━━ Document section
Designing a Multi-Periodic Photonic Crystal with Adjustable Transmission Peak for Optical Filter Applications

Document Type : Research Paper

Authors

Institute of Nanoscience and Nanotechnology, University of Kashan, Kashan, Iran

Abstract

This paper deals with the effect of adding a TiO2 thin film as a planar defect to a one-dimensional photonic crystal (PC) consisting of [Si/SiO2] stacks. Theoretical calculations were carried out based on the 2×2 transfer matrix method (TMM) using MATLAB software in order to engineer the photonic band gap (PBG). The defect was considered as a variation in the refractive index, so that its presence in the structure leads to the breaking of the symmetry, creating a transmission peak (TP) in the forbidden band. In addition, the amplitude and location of TP can be shifted by changing physical parameters such as the functional wavelength range, thickness of layers, defect layer thickness, and angle of incidence. The results demonstrate that it is possible to arbitrarily engineer the transmission spectrum by changing the aforementioned parameters. Finally, two gaps are induced in the visible and infrared wavelength bands using an innovative and relatively symmetric structure. Through simple calculations, the location of the TPs can be appropriately engineered and adjusted. Importantly, [Si/SiO2]3/TiO2/[Si/SiO2]3/Si3N4 PC structure with three adjustable TPs is designed, which can be used for band pass filter applications.

Keywords


INTRODUCTION
One-dimensional photonic crystals (1D-PCs) have been a hot topic in optical physics over the past two decades [1-5].  The 1D-PCs are a periodic structure created from distinct refractive indices of dielectrics. Refractive index periodicity leads to the formation of forbidden bands, called photonic band gaps (PBGs), controlling the propagation of light in specific wavelength ranges [6-8]. Also, the alternation of the forbidden band can be broken by entering a defect in PC [9], namely, the generation gap. Defects make the light pass through narrowband wavelengths in the forbidden band, which is known as the defect mode. In comparison with two-dimensional (2D) photonic crystals [10-12], one-dimensional (1D) photonic crystals are the most straightforward in their geometry and handling, allowing for controlling the properties of these structures and studying the influence of various physical parameters such as the layers order, number of periods, thickness of layers, defect layer thickness and the angle of incident [13-15]. Recently, there has been an increasing interest in 1D-PCs due to their capability to control and localize light [16-17], providing important consequences for designing waveguides, optical filters and omnidirectional mirrors [18-21]. An optical filter that operates as a Bragg mirror can pass a range of wavelengths of light, while also blocking all other wavelengths. The laser eye protection is one of the most important optical filters used [22-24]. There are multiple ways for designing such filters including the use of polymer coatings [25], absorptive glass [26] and 1D-PC [22-24]. Many theoretical and numerical methods have been developed to understand and design 1D-PC structures. Among them, the plane wave expansion method (PWEM) [27], finite-difference time-domain (FDTD) [28-29], and transfer-matrix method (TMM) [30-35] have become popular.
━━━━
**Job 1**: Put the lines of the records into a Markdown table with the columns Row and Line, starting with the line containing "Question. For every instance of the white column" and going on through the final line of the records. Number each row and leave out blank lines.
The paper and the records are unrelated material.
━━ Provided data
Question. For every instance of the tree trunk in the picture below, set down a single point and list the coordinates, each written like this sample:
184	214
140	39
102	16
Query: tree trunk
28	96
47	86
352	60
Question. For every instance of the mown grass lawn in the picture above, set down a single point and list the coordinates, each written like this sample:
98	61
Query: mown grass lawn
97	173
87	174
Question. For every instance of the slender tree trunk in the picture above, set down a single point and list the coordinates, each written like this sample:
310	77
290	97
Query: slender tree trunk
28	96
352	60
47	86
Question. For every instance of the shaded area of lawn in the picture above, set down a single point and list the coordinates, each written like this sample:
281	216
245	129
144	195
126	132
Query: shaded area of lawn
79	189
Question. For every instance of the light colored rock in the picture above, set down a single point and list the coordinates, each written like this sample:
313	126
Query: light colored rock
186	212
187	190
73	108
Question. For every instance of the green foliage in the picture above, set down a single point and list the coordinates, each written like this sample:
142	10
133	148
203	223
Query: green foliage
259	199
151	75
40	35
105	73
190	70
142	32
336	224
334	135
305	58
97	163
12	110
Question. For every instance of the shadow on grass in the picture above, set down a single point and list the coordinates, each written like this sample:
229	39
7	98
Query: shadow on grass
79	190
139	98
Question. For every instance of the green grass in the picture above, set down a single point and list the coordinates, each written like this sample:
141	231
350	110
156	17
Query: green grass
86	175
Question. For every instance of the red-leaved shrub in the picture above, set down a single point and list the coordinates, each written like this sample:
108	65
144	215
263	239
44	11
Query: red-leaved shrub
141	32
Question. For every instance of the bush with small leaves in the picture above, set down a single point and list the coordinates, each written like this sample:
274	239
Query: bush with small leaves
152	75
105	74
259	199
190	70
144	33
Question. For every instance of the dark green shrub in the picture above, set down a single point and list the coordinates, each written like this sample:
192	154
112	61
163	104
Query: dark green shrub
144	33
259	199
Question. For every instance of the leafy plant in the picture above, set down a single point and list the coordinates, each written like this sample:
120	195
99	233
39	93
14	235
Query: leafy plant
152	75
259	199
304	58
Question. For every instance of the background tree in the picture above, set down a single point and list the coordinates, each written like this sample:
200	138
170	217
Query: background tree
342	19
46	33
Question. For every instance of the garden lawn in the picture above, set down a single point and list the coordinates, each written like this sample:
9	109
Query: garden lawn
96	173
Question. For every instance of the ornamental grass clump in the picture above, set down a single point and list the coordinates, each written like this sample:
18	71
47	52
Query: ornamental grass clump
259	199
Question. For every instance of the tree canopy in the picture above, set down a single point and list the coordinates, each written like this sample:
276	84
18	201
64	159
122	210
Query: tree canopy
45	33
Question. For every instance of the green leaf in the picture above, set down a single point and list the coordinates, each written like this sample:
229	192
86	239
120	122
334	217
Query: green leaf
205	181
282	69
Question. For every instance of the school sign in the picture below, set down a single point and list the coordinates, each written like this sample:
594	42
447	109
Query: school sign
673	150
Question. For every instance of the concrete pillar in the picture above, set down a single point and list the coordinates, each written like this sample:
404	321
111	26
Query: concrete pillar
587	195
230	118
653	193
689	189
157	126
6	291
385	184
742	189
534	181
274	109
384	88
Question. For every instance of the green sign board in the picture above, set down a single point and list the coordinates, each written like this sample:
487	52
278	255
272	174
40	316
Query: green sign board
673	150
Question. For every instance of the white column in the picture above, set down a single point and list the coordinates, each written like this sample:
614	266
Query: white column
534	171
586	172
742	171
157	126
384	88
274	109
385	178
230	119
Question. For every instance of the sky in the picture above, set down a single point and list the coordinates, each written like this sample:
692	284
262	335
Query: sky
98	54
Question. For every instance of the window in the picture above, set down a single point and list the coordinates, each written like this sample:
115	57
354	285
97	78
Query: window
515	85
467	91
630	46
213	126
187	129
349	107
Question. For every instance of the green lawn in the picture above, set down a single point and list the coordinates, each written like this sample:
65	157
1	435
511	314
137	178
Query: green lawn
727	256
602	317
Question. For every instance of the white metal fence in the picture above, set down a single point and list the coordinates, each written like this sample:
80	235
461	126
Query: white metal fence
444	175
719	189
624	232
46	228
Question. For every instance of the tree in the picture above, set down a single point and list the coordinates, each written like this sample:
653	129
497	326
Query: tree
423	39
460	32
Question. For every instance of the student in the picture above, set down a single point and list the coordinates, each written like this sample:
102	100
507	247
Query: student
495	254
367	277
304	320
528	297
━━━━
**Job 2**: In the photonic crystal paper, list the physical parameters that the abstract says can shift the amplitude and location of the transmission peak.

**Result 1**:
| Row | Line |
|---|---|
| 1 | Question. For every instance of the white column in the picture above, set down a single point and list the coordinates, each written like this sample: |
| 2 | 614	266 |
| 3 | Query: white column |
| 4 | 534	171 |
| 5 | 586	172 |
| 6 | 742	171 |
| 7 | 157	126 |
| 8 | 384	88 |
| 9 | 274	109 |
| 10 | 385	178 |
| 11 | 230	119 |
| 12 | Question. For every instance of the sky in the picture above, set down a single point and list the coordinates, each written like this sample: |
| 13 | 692	284 |
| 14 | 262	335 |
| 15 | Query: sky |
| 16 | 98	54 |
| 17 | Question. For every instance of the window in the picture above, set down a single point and list the coordinates, each written like this sample: |
| 18 | 115	57 |
| 19 | 354	285 |
| 20 | 97	78 |
| 21 | Query: window |
| 22 | 515	85 |
| 23 | 467	91 |
| 24 | 630	46 |
| 25 | 213	126 |
| 26 | 187	129 |
| 27 | 349	107 |
| 28 | Question. For every instance of the green lawn in the picture above, set down a single point and list the coordinates, each written like this sample: |
| 29 | 65	157 |
| 30 | 1	435 |
| 31 | 511	314 |
| 32 | 137	178 |
| 33 | Query: green lawn |
| 34 | 727	256 |
| 35 | 602	317 |
| 36 | Question. For every instance of the white metal fence in the picture above, set down a single point and list the coordinates, each written like this sample: |
| 37 | 80	235 |
| 38 | 461	126 |
| 39 | Query: white metal fence |
| 40 | 444	175 |
| 41 | 719	189 |
| 42 | 624	232 |
| 43 | 46	228 |
| 44 | Question. For every instance of the tree in the picture above, set down a single point and list the coordinates, each written like this sample: |
| 45 | 653	129 |
| 46 | 497	326 |
| 47 | Query: tree |
| 48 | 423	39 |
| 49 | 460	32 |
| 50 | Question. For every instance of the student in the picture above, set down a single point and list the coordinates, each written like this sample: |
| 51 | 102	100 |
| 52 | 507	247 |
| 53 | Query: student |
| 54 | 495	254 |
| 55 | 367	277 |
| 56 | 304	320 |
| 57 | 528	297 |

**Result 2**:
- Functional wavelength range
- Thickness of layers
- Defect layer thickness
- Angle of incidence